(Excerpts of labeled region data)
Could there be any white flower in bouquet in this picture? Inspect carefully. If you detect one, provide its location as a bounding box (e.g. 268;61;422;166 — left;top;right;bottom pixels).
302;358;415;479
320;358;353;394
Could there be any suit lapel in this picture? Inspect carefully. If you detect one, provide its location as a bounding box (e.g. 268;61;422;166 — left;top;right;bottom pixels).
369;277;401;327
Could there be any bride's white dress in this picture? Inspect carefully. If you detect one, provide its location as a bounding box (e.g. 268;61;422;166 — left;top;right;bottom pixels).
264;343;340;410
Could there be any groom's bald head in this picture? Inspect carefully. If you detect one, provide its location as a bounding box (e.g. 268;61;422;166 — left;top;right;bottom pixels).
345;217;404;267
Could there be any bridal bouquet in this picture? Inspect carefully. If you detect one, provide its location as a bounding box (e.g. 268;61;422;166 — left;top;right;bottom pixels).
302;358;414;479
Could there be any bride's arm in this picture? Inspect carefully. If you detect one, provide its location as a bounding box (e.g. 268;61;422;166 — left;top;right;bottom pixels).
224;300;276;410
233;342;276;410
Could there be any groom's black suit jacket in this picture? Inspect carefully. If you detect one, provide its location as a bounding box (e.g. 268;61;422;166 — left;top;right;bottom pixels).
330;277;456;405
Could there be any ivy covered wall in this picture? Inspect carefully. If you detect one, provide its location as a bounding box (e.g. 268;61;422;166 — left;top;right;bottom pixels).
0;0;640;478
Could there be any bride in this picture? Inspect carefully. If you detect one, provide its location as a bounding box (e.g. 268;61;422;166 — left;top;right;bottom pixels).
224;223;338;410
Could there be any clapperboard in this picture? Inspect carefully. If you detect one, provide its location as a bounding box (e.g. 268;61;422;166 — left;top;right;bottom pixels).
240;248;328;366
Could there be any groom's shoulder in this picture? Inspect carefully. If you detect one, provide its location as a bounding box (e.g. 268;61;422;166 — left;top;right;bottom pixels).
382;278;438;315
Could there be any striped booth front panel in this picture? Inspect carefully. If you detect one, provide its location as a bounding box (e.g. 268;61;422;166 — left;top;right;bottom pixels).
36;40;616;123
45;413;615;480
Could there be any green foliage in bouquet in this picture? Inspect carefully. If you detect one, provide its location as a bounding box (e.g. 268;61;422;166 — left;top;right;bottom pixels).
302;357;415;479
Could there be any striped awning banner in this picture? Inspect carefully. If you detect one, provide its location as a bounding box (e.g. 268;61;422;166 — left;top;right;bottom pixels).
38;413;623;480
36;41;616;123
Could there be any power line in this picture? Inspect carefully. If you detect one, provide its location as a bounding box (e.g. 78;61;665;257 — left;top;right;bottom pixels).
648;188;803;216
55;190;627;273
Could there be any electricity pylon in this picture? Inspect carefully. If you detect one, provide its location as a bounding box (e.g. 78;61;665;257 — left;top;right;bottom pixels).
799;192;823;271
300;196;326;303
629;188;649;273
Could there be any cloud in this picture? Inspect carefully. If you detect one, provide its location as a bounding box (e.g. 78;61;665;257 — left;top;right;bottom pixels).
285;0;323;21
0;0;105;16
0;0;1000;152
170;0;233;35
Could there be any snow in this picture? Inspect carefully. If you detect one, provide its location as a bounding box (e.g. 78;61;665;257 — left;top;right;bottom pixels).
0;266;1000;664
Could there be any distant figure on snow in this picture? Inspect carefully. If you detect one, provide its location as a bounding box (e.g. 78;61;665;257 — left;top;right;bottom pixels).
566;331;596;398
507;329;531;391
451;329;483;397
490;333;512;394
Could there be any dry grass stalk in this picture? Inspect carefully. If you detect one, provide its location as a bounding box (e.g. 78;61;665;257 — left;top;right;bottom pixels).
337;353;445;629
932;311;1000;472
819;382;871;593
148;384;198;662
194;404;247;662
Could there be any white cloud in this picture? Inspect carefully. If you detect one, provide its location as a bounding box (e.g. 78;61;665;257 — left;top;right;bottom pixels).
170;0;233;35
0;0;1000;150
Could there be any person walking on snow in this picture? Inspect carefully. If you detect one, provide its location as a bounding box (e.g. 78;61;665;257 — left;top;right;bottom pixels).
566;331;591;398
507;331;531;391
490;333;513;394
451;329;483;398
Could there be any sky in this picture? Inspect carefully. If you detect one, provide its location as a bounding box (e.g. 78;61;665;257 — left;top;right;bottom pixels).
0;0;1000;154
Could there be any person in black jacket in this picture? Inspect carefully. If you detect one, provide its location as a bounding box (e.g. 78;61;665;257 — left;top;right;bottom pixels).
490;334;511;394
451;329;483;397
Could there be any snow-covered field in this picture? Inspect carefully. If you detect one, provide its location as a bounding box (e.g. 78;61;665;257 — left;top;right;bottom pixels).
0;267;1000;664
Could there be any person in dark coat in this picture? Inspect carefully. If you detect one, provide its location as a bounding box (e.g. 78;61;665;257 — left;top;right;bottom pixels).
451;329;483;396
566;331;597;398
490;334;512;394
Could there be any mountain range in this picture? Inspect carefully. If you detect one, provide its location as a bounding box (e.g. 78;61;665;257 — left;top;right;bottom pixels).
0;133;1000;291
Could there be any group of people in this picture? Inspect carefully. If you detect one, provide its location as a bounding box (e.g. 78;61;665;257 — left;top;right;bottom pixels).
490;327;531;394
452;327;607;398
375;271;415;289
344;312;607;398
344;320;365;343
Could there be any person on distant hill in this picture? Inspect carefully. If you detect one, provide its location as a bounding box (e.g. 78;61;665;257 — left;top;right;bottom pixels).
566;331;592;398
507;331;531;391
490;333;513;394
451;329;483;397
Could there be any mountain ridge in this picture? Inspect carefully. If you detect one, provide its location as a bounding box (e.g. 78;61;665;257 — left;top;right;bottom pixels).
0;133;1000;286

Task directions. Please copy every line of the data above word for word, leaving nothing out.

Exercise response.
Could there be any white flower in bouquet in this picture? Inspect carefully. If you detect one, provide its location as a bounding box (e.g. 268;61;422;166 — left;top;right;bottom pixels).
302;358;415;479
320;358;353;394
Could there be any suit lapel in this picture? Inspect carefully. If you detect one, provide its location as a bounding box (e.g. 268;61;422;166 — left;top;right;bottom pixels).
369;277;401;327
Could there be any bride's white dress in this picture? Inspect carefully. If you detect one, provide its location as a bounding box (e.g. 268;61;422;166 — left;top;right;bottom pixels).
264;343;340;410
Could there be any groom's bald head in this picture? Inspect carefully. If you detect one, provide its location as a bounding box (e.g. 268;61;422;166 — left;top;right;bottom pixels).
345;217;404;267
Could there be any bridal bouquet in this picture? Inspect carefully. If you detect one, provide its location as a bounding box (e.g. 268;61;422;166 — left;top;right;bottom pixels).
302;358;414;479
Could there be any bride's arm in this picture? Inspect carefully. If you detect one, provide its location as a bounding box (e.g. 268;61;422;166 — left;top;right;bottom pixels).
224;300;276;410
233;342;276;410
Could there be any groom's black suit jacket in this picture? Inspect carefully. If you detect one, provide its location as a bounding box (e.g. 268;61;422;166 — left;top;right;bottom pixels).
330;277;456;405
Could there be any ivy covered wall in this picture? Inspect carefully. If you detect one, provide its location as a bounding box (e.g. 268;61;422;166 — left;top;right;bottom pixels).
0;0;640;478
Could there be any bride in this picture? Inspect carefully. If you detect one, provide its location as a bounding box (e.g. 268;61;422;166 — left;top;right;bottom pixels).
224;223;338;410
Could there be any clapperboard in this picture? Inspect carefully. If you detect one, provide its location as a bounding box (e.g. 268;61;422;166 — left;top;right;bottom pixels).
240;248;328;366
Could there be any groom's shoulder in this picture? Inspect carefully. If you detect one, provide its location as a bounding box (e.g. 268;61;422;166 — left;top;right;bottom pixels).
382;278;438;315
Could there be any striped booth front panel in this picture? Inspect carefully. If you detect one, provide its location as a bounding box (e.g. 268;61;422;166 — left;top;right;bottom pixels).
36;40;616;123
45;413;615;480
Could there be any green foliage in bouquet in this picture? Inspect carefully. If you detect one, provide its location as a bounding box (e.g. 268;61;422;166 — left;top;right;bottom pixels).
302;357;415;479
Could there be any striped awning banner in this picture? Inspect carefully. If you detect one, provide its location as a bounding box (e.g. 268;61;422;166 — left;top;right;bottom pixels).
38;413;623;480
36;41;616;123
Could there be any power line in this picture? Inspect carefully. If you detect one, provide its location as a bounding box (e.g. 78;61;665;257 — left;top;right;bottom pixels).
648;188;803;216
55;190;627;273
Could there be any electricity pylon in this picture? Inspect carefully. If you detect one, provide its location as a bounding box (e.g. 78;61;665;257 — left;top;right;bottom pixels).
799;192;823;271
300;196;326;303
629;188;649;273
Could there be any cloud in this picture? Inspect carefully. If you detect one, provide its location as a bounding box (e.g. 78;61;665;257 — left;top;right;bottom pixels).
285;0;323;21
0;0;105;16
0;0;1000;152
170;0;233;35
Could there be any snow in this picture? Inspect carefully. If you detect one, provide its location as a bounding box (e.g. 78;61;665;257 — left;top;right;bottom pixels).
0;266;1000;664
Could there be any distant figure on snow in this picture? Inspect carefully. If you detect one, provide its location as a bounding box (e.g. 78;61;665;257 — left;top;right;bottom pixels).
566;331;596;398
507;329;531;391
451;329;483;397
490;333;512;394
Could there be any dry grass stalk in this picture? Inspect carefully. If you detect one, provide its location as a bounding box (e.g. 78;61;665;257 — left;top;right;bottom pixels).
337;353;445;629
932;311;1000;472
819;382;871;593
148;384;198;662
194;404;247;662
Could there be any white cloud in this picture? Inspect carefully. If you detect one, provide its location as a bounding box (e.g. 78;61;665;257 — left;top;right;bottom pixels).
170;0;233;35
0;0;1000;150
Could there be any person walking on snow in this picture? Inspect carefully. If you detect one, provide its location as a bounding box (e.g. 78;61;665;257 — left;top;right;bottom pixels).
566;331;591;398
507;331;531;391
490;333;513;394
451;329;483;398
Could there be any sky in this picture? Inspect carefully. If you detect one, provide its location as a bounding box (e.g. 78;61;665;257 — left;top;right;bottom pixels).
0;0;1000;154
Could there be any person in black jacket in this picture? Inspect carefully. If you detect one, provide its location as a bounding box (e.g. 78;61;665;257 — left;top;right;bottom pixels).
490;334;511;394
451;329;483;397
Could there be any snow-covered field in this picture? Inspect carefully. If you detect one, provide its location as a bounding box (e.g. 78;61;665;257 — left;top;right;bottom pixels).
0;267;1000;664
Could there be any person in dark coat in this picture? Inspect carefully. If you detect one, provide its location as a bounding box (e.g. 78;61;665;257 — left;top;right;bottom pixels).
451;329;483;396
566;331;597;398
490;334;512;394
Could there be any mountain range in this picture? Inspect carefully. If you detect one, provide its location as a bounding box (e.g. 78;61;665;257 — left;top;right;bottom pixels).
0;133;1000;291
Could there be any group of people in this picture? Inspect carefully. If you detect one, provide its location as a bounding box (e.g. 78;61;665;257 — left;top;right;bottom pixels).
490;327;531;394
452;327;607;398
375;271;415;289
344;312;607;398
344;320;365;343
Could there be any person on distant hill in this picture? Inspect carefully. If you detect one, provide its location as a bounding box (e.g. 78;61;665;257 — left;top;right;bottom pixels).
566;331;592;398
507;331;531;391
490;333;513;394
451;329;483;397
Could there be any mountain ridge in this picture? Inspect carefully. If you detect one, provide its location as a bounding box (e.g. 78;61;665;257 — left;top;right;bottom pixels).
0;133;1000;286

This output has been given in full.